***** Lesetext *****
„Man muss nicht immer alles selber machen“
Geschäftsführer und Gesellschafter von sieben Betrieben, 1.000 Hektar Fläche, zwei Handelsunternehmen, ein Jahresumsatz von 20 bis 22 Millionen Euro. Und alles Bio. Sie scheinen Einiges richtig gemacht zu haben. Was ist Ihr Erfolgsrezept?
Andreas Engemann: Auf keinen Fall darf man am Markt vorbei wirtschaften. Ich wollte damals, dass ich meine Produkte gut verkaufen kann. Das war Mitte der 1980er Jahre. Den Milchsee weiter anwachsen zu lassen, war für mich keine Option. Und ich will faire Preise. Beides habe ich geschafft, weil ich nicht alles alleine mache. Kooperationen sind wichtig, alle unsere Betriebe, mit Ausnahme des slowakischen, sind als GbR organisiert. Das bedeutet: Die Gesellschafter sind anteilsmässig auch finanziell beteiligt, jeder haftet persönlich. Wir stehen gemeinsam hinter drei Zielen: Den Ökolandbau in der Region stärken, Arbeitsplätze auf dem Land schaffen und durch Kooperationen für eine faire Wertschöpfung sorgen.
Faire Preise, Kooperationen - klappt das mit bio besser?
Engemann: Wir haben uns entschieden, nicht an den Discount zu liefern, sondern Obst und Gemüse vorrangig an den Naturkostfachhandel. Natürlich müssen wir dort auch viele Kriterien, etwa die Optik, erfüllen. Aber es ist eine Partnerschaft auf Augenhöhe. Wir haben zum Beispiel eine offene Preiskalkulation. Wo sonst habe ich das, dass ich sage "Wir brauchen den Preis x, weil da so und so viel Handarbeit drin steckt und das kostet eben mehr"? Die Verbraucher - und damit auch der Handel - schätzen Bio-Lebensmittel, die aus Deutschland kommen. Damit können wir punkten.
Läuft die Bio-Vermarktung generell anders?
Engemann: Zum Teil, das kommt auf den Betriebsschwerpunkt - und damit auch auf die Strukturen in der Bio-Branche an. Ein Beispiel: Ein reiner Marktfruchtbetrieb kann mit konventionellem Gemüse etwa zu einer Genossenschaft gehen, dort seine Ware abliefern, und das war's. Ebenso ein Ackerbaubetrieb, der geht dann zum Landhandel. Das klappt bei Bio nur bedingt. Bio-Getreide muss getrennt erfasst werden, also getrennt von konventionellem Getreide gereinigt und gelagert werden. Beim Gemüse kommt dann noch das Verpacken dazu. Da muss man sich als Biolandwirt oft mehrere Partner suchen, an die man liefert - weil es eben oft an diesen Aufnahmekapazitäten fehlt. Wir haben eine breite Kundenstruktur und liefern auch nicht nur an eine Bio-Mühle. Die meisten Kunden können keine größere Menge auf einmal aufnehmen, wollen dafür kontinuierlich beliefert werden.
*****
> **Zu erledigen**:
1. Geben Sie einen Abschnitt des Interviews erneut wieder und ersetzen Sie darin "Genossenschaft" durch "Erzeugergemeinschaft". Beginnen Sie bei den Worten "Läuft die Bio-Vermarktung" und hören Sie nach "kontinuierlich beliefert werden." auf.
2. Beantworten Sie die folgenden Fragen zum Interview.
(a) Wie viele Hektar Fläche werden genannt?
(b) Welcher Betrieb ist als einziger nicht als GbR organisiert?
(c) An wen wird Obst und Gemüse vorrangig geliefert?
3. Führen Sie das Interview über die Bio-Landwirtschaft im Anschluss an seinen letzten Satz fort.
Die Datensätze spielen hierbei keine Rolle.
***** Bereitgestellte Datensätze *****
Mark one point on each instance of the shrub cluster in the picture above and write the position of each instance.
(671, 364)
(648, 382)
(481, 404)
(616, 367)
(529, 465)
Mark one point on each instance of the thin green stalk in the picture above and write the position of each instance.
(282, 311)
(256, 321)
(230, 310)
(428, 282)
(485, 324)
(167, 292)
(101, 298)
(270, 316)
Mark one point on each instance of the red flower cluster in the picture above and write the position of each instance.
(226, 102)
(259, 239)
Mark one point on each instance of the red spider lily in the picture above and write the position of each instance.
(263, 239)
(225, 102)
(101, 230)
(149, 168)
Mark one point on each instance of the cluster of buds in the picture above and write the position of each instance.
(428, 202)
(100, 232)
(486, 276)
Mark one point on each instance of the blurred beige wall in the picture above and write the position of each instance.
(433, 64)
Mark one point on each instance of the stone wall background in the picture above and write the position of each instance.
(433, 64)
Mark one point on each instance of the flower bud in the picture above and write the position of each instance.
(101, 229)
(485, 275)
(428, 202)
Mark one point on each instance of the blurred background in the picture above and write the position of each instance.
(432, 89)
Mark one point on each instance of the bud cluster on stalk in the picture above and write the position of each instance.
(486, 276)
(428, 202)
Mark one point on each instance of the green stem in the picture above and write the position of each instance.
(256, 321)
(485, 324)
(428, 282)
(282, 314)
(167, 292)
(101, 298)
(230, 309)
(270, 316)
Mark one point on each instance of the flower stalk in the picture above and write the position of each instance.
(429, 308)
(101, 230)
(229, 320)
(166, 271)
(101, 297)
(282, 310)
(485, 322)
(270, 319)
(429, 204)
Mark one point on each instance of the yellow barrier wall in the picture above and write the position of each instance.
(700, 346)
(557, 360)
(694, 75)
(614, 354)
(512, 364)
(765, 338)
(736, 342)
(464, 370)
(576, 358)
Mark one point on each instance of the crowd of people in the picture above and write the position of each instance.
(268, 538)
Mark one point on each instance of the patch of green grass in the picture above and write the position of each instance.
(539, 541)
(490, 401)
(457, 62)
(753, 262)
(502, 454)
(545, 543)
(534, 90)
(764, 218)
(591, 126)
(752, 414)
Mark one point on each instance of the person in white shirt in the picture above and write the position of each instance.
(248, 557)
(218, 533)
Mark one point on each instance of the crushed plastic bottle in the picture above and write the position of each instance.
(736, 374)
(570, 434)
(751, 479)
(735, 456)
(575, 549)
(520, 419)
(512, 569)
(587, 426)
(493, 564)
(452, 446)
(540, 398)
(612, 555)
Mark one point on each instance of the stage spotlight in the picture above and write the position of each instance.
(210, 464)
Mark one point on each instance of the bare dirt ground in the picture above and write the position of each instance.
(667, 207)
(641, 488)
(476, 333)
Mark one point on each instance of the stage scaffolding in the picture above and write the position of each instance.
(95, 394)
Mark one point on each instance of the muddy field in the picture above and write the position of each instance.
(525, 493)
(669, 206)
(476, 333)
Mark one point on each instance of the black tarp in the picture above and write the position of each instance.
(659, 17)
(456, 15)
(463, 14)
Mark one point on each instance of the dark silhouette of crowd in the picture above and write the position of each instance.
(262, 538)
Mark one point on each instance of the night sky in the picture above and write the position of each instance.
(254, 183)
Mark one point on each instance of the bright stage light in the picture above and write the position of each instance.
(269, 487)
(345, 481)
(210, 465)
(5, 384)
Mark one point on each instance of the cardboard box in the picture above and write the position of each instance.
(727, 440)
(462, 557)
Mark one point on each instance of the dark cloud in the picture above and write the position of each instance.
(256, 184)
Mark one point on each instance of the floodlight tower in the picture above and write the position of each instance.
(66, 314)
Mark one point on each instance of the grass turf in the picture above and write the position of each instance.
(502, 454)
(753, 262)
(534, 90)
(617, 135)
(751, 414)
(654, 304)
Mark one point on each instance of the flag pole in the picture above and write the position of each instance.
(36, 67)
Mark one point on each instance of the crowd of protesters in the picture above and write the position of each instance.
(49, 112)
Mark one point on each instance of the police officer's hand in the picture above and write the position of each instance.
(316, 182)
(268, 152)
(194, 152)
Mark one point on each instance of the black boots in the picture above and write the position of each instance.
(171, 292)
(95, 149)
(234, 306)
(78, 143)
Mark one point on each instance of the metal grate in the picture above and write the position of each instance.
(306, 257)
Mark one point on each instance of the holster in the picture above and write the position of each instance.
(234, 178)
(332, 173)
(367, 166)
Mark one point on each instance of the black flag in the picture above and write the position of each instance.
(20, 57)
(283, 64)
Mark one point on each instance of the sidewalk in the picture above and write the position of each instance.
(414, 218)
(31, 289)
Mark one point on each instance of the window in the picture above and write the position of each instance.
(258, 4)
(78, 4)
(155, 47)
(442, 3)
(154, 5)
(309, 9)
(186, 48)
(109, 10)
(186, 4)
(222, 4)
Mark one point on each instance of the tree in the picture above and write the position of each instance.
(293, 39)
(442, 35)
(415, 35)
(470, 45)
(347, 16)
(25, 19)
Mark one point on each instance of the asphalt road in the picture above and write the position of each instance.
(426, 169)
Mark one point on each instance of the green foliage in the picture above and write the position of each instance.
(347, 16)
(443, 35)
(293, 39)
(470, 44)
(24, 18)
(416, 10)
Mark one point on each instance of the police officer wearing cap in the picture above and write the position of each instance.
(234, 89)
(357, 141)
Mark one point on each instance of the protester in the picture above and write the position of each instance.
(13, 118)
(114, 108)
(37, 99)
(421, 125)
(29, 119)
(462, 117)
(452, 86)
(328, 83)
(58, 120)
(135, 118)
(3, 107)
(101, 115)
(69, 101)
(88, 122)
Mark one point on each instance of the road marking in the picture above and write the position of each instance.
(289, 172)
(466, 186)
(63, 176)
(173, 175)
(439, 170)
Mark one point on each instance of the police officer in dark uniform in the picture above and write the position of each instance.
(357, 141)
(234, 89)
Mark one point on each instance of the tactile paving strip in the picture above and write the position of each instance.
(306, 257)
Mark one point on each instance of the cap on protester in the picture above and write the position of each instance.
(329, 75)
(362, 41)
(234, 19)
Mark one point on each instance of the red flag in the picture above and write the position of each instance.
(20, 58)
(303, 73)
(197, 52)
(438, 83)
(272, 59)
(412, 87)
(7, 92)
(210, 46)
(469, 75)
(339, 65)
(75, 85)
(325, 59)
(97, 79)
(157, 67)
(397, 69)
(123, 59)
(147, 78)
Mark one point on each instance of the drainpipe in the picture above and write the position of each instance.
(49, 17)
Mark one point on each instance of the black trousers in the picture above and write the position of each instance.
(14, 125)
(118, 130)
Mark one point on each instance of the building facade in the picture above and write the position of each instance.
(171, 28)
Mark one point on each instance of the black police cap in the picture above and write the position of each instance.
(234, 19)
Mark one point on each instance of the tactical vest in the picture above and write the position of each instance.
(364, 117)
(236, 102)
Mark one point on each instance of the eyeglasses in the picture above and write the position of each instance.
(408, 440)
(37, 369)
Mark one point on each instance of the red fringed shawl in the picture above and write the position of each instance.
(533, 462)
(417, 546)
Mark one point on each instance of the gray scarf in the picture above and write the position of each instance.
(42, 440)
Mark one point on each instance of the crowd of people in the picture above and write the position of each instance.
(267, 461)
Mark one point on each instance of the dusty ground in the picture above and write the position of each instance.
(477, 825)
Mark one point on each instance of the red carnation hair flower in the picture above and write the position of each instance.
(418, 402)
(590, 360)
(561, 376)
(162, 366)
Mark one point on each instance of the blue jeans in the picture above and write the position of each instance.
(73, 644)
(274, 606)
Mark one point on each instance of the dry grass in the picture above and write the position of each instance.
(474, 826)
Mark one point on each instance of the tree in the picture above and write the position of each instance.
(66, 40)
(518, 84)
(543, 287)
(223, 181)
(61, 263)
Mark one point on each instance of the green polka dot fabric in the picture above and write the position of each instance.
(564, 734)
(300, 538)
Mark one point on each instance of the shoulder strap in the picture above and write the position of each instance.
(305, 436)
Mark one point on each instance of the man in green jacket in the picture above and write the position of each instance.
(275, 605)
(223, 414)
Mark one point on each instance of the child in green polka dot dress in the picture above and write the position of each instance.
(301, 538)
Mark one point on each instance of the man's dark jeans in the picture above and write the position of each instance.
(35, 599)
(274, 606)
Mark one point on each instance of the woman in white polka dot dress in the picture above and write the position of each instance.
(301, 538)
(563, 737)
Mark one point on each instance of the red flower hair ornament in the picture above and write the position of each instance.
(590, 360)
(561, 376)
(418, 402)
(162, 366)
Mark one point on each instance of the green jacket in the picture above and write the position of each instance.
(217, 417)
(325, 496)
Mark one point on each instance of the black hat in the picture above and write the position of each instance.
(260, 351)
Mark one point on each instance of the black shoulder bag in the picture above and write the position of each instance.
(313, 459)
*****
> **Lösungen zur Übung**:
1.
Läuft die Bio-Vermarktung generell anders?
Engemann: Zum Teil, das kommt auf den Betriebsschwerpunkt - und damit auch auf die Strukturen in der Bio-Branche an. Ein Beispiel: Ein reiner Marktfruchtbetrieb kann mit konventionellem Gemüse etwa zu einer Erzeugergemeinschaft gehen, dort seine Ware abliefern, und das war's. Ebenso ein Ackerbaubetrieb, der geht dann zum Landhandel. Das klappt bei Bio nur bedingt. Bio-Getreide muss getrennt erfasst werden, also getrennt von konventionellem Getreide gereinigt und gelagert werden. Beim Gemüse kommt dann noch das Verpacken dazu. Da muss man sich als Biolandwirt oft mehrere Partner suchen, an die man liefert - weil es eben oft an diesen Aufnahmekapazitäten fehlt. Wir haben eine breite Kundenstruktur und liefern auch nicht nur an eine Bio-Mühle. Die meisten Kunden können keine größere Menge auf einmal aufnehmen, wollen dafür kontinuierlich beliefert werden.

2.
(a) 1.000 Hektar.
(b) Der slowakische Betrieb.
(c) An den Naturkostfachhandel.

3.
Das klingt nach einem hohen Aufwand.
Engemann: Es ist mehr Organisationsaufwand, das stimmt. Dafür sind wir auch weniger abhängig - wir setzen auf viele Standbeine.
Zum Beispiel?
Engemann: Man muss nicht immer alles alleine machen. Unsere Möhren werden zum Beispiel von einem Betrieb aus der Region gewaschen und verpackt. Diese Wertschöpfung bleibt bei diesem Betrieb - wir selbst haben dazu keine eigenen Kapazitäten aufgebaut. Aber die Möhren werden über unsere eigenen Vermarktungsstrukturen verkauft. Wir wollen die Wertschöpfung auf die landwirtschaftlichen Betriebe bringen. Davon profitieren alle: der Betrieb, weil er ein zusätzliches Standbein hat und wir, weil wir einen verlässlichen Partner in der Region haben. Aber auch für weitere Höfe ist das toll – diese können ihr Wurzelgemüse dort ebenfalls waschen und verpacken lassen.
Sonderkulturen wie Erdbeeren, Chicorée und Champignons - ist das auch Teil Ihres Erfolgsrezepts?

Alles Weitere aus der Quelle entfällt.